**WHAT IS REQUIRED:** Would you extract the whole listing below and retype it exactly?

[Part of a data file]
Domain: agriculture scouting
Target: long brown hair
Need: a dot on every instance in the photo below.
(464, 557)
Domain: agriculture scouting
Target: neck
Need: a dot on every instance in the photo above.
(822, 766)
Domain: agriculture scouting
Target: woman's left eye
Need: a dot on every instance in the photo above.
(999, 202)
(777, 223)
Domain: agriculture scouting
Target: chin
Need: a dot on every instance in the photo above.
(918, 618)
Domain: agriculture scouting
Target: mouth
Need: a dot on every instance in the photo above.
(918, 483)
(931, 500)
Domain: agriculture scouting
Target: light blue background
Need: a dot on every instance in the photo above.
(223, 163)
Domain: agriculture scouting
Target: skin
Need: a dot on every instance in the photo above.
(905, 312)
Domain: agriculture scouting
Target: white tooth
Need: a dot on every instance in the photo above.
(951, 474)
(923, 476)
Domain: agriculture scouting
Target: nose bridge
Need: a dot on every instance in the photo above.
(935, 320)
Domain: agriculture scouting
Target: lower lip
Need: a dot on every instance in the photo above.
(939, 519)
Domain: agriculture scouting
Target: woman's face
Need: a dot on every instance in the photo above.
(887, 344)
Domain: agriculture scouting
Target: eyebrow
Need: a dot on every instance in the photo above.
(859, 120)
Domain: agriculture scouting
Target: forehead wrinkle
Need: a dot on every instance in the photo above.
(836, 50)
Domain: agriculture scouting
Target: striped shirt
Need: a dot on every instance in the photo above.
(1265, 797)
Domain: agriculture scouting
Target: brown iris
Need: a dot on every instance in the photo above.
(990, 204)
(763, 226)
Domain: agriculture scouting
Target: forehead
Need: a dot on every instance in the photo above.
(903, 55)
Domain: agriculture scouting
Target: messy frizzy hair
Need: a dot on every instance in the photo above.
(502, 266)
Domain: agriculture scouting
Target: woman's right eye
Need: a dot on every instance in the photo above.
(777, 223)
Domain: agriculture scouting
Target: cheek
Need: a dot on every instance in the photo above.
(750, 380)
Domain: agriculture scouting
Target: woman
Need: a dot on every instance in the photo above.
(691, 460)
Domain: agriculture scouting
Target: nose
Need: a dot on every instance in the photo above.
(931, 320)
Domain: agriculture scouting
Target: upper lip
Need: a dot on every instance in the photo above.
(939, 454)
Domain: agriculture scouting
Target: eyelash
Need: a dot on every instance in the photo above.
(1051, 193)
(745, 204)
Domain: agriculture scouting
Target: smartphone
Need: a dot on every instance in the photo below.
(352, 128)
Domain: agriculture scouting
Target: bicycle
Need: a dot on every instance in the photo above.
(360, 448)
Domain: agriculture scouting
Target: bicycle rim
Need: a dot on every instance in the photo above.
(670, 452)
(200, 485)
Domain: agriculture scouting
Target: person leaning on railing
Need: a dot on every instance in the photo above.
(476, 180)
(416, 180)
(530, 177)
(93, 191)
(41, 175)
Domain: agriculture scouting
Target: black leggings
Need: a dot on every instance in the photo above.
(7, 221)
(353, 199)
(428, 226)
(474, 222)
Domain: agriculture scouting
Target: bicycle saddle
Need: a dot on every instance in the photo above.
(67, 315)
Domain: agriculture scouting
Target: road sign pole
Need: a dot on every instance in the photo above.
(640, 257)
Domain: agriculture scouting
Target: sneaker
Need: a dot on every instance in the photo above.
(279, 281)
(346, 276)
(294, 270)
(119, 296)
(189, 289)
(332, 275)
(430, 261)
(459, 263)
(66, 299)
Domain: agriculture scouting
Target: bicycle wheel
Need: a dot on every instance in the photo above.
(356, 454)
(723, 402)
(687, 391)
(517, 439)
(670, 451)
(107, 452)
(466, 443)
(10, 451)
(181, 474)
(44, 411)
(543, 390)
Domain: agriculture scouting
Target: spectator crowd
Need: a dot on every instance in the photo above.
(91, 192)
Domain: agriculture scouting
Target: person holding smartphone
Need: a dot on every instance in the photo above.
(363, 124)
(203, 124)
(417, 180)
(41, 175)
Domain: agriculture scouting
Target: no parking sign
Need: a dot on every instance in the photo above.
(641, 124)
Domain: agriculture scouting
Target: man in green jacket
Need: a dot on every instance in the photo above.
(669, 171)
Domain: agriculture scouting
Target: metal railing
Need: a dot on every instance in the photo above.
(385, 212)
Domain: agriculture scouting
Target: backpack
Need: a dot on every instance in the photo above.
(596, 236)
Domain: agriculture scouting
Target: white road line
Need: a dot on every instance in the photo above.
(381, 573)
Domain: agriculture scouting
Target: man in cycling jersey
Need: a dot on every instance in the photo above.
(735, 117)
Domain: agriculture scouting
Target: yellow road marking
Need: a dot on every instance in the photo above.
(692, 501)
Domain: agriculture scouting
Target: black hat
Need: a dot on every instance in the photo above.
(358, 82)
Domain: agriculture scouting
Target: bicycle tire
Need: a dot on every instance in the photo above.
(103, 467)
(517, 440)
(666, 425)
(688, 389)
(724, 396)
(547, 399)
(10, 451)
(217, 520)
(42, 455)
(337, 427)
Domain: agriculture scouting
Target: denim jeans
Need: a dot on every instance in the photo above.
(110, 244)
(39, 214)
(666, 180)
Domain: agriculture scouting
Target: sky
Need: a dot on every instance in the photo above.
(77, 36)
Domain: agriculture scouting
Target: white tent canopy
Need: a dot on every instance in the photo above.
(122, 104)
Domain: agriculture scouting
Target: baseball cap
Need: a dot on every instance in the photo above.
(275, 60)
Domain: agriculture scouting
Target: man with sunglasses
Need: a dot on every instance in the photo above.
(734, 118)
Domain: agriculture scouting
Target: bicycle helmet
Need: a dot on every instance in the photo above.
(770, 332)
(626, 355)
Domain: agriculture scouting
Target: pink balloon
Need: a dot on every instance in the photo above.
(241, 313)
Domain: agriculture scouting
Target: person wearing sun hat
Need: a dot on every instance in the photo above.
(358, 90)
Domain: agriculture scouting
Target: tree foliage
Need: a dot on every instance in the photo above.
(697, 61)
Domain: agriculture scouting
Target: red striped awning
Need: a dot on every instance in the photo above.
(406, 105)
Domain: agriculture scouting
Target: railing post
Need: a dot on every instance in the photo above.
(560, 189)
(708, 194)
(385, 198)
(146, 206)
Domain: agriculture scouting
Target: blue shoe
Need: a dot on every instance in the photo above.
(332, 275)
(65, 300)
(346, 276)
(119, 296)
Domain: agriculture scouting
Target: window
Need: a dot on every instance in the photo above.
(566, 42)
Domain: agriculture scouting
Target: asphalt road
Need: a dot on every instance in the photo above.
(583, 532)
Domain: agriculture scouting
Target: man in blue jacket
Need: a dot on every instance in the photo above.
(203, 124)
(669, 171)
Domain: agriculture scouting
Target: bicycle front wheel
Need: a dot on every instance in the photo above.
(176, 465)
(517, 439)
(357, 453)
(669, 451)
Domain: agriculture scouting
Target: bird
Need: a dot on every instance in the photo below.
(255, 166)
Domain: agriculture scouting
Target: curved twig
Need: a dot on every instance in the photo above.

**ANSWER TO THIS TASK:**
Domain: agriculture scouting
Target: long brown hair
Need: a dot on every instance in the photo below.
(464, 557)
Domain: agriculture scouting
Target: neck
Need: a dot on every instance in the photo above.
(822, 766)
Domain: agriculture scouting
Target: woman's left eye
Need: a dot on every instance in the photo above.
(999, 202)
(777, 223)
Domain: agriculture scouting
Target: chin
Need: a dot on every instance in the photo above.
(918, 618)
Domain: agriculture scouting
Target: mouth
Need: a dot on every instance in the photo above.
(918, 483)
(931, 500)
Domain: agriculture scouting
Target: light blue background
Need: a dot on every instance in the photo above.
(223, 163)
Domain: agriculture scouting
Target: skin
Need: a dot on every instance in the photo above.
(905, 312)
Domain: agriculture scouting
Target: white tooth
Need: a dot on every instance in the photo above.
(951, 474)
(923, 476)
Domain: agriculture scouting
Target: nose bridge
Need: a dot on every instance in the photo above.
(935, 320)
Domain: agriculture scouting
Target: lower lip
Need: a dot on every instance in the photo above.
(939, 519)
Domain: agriculture scouting
Target: woman's face
Need: a dot on every instance in the photo above.
(887, 344)
Domain: agriculture scouting
Target: eyebrow
Need: a dot on every instance in the photo above.
(859, 120)
Domain: agriculture scouting
Target: forehead wrinkle
Need: a dot on every instance in the photo above.
(836, 50)
Domain: agriculture scouting
Target: striped shirt
Need: a dot on every instance in the photo above.
(1265, 797)
Domain: agriculture scouting
Target: brown iris
Need: a dot on every instance in the photo above.
(990, 204)
(763, 226)
Domain: agriculture scouting
Target: forehead
Need: a dot on every instance in the photo above.
(903, 55)
Domain: agriculture scouting
Target: messy frizzy hair
Need: a dot on every instance in the photo above.
(502, 266)
Domain: agriculture scouting
Target: woman's right eye
Need: a dot on every instance in the photo above.
(777, 223)
Domain: agriculture scouting
Target: cheek
Need: a dot on every instance in the photo above.
(750, 380)
Domain: agriculture scouting
Target: woman
Need: a dot on every instance in the photo above.
(691, 460)
Domain: agriculture scouting
Target: nose
Need: a dot on every instance in the photo above.
(931, 320)
Domain: agriculture scouting
Target: upper lip
Need: a dot on every instance in the photo above.
(939, 454)
Domain: agriculture scouting
Target: eyelash
Need: a dot on every instance in the photo above.
(1051, 193)
(745, 204)
Domain: agriculture scouting
Target: smartphone
Need: a dot on every instance in the photo below.
(352, 128)
Domain: agriculture scouting
Target: bicycle
Need: a dot on every instance in the photo above.
(360, 448)
Domain: agriculture scouting
Target: bicycle rim
Need: a dot on every instance in the photo above.
(670, 452)
(200, 485)
Domain: agriculture scouting
Target: person leaning on railing
Need: a dot on every instance in the photo above.
(476, 180)
(416, 180)
(530, 177)
(93, 191)
(41, 175)
Domain: agriculture scouting
Target: black leggings
Need: a dot on every instance in the photo above.
(7, 221)
(353, 199)
(428, 226)
(474, 222)
Domain: agriculture scouting
Target: bicycle saddle
Need: a dot on every instance in the photo above.
(67, 315)
Domain: agriculture scouting
Target: road sign pole
Need: a dot on every instance in the photo above.
(640, 257)
Domain: agriculture scouting
Target: sneaker
Need: a dot on every instance in the photo above.
(279, 281)
(346, 276)
(294, 270)
(119, 296)
(189, 289)
(332, 275)
(430, 261)
(459, 263)
(66, 299)
Domain: agriculture scouting
Target: bicycle wheel
Need: a dot on every instance in the photo above.
(356, 454)
(723, 402)
(687, 391)
(517, 439)
(670, 451)
(107, 452)
(466, 443)
(10, 451)
(181, 474)
(44, 411)
(543, 390)
Domain: agriculture scouting
Target: spectator crowd
Need: a dot on every instance in the photo above.
(91, 192)
Domain: agriculture scouting
Target: person holding smartphone
Need: a dot on every instance in the photo above.
(363, 124)
(203, 124)
(417, 180)
(41, 175)
Domain: agriculture scouting
Target: no parking sign
Need: a dot on every instance in the photo above.
(641, 124)
Domain: agriculture scouting
Target: man in green jacket
Need: a dot on every instance in the photo above.
(669, 171)
Domain: agriculture scouting
Target: metal railing
Need: a dot on every instance in the photo above.
(385, 212)
Domain: agriculture scouting
Target: backpack
Need: a dot on every instance in the photo above.
(596, 236)
Domain: agriculture scouting
Target: white road line
Need: a dot on every instance in the photo above.
(381, 573)
Domain: agriculture scouting
Target: man in cycling jersey
Need: a dot on every instance in the photo above.
(735, 117)
Domain: agriculture scouting
Target: yellow road marking
Need: a dot on every instance in the photo above.
(692, 501)
Domain: agriculture scouting
Target: black hat
Need: a dot on every instance in the photo above.
(358, 82)
Domain: agriculture scouting
Target: bicycle tire
Need: a dot on every instance in the photo above.
(103, 467)
(517, 440)
(666, 425)
(688, 389)
(724, 396)
(547, 399)
(10, 451)
(217, 520)
(42, 455)
(337, 427)
Domain: agriculture scouting
Target: denim jeans
Need: a dot on every instance in the photo above.
(110, 244)
(39, 214)
(666, 180)
Domain: agriculture scouting
Target: sky
Need: a dot on every instance in the photo above.
(77, 36)
Domain: agriculture scouting
Target: white tent canopy
Need: a dot on every instance in the photo above.
(122, 104)
Domain: agriculture scouting
Target: baseball cap
Need: a dot on every instance in the photo above.
(275, 60)
Domain: agriculture scouting
Target: man with sunglasses
Need: a dot on every instance in the photo above.
(734, 118)
Domain: agriculture scouting
Target: bicycle helmet
Need: a dot on every instance in the photo above.
(770, 332)
(626, 355)
Domain: agriculture scouting
Target: pink balloon
Need: a dot on every instance in the photo above.
(241, 313)
Domain: agriculture scouting
Target: person wearing sun hat
Need: a dot on every instance in the photo above.
(358, 90)
Domain: agriculture scouting
Target: tree foliage
Need: a dot on every instance in the photo above.
(697, 61)
Domain: agriculture scouting
Target: red striped awning
Need: a dot on every instance in the photo above.
(406, 105)
Domain: agriculture scouting
Target: railing post
Need: a dot on every instance in the photo above.
(560, 189)
(708, 194)
(385, 198)
(146, 206)
Domain: agriculture scouting
Target: blue shoe
Need: a dot on every instance in the photo above.
(332, 275)
(65, 300)
(346, 276)
(119, 296)
Domain: agriculture scouting
Target: window
Need: a dot on every instance in the photo above.
(566, 42)
Domain: agriculture scouting
Target: asphalt road
Need: a dot on every instance in the photo above.
(583, 532)
Domain: agriculture scouting
Target: man in blue jacket
Need: a dot on every instance in the photo above.
(203, 124)
(669, 171)
Domain: agriculture scouting
Target: bicycle front wheel
Need: a dot on every instance in the photo above.
(176, 465)
(517, 439)
(357, 453)
(669, 451)
Domain: agriculture scouting
Target: bird
Need: a dot on every instance in the photo below.
(255, 166)
Domain: agriculture scouting
Target: curved twig
Need: a dot on every instance in the photo above.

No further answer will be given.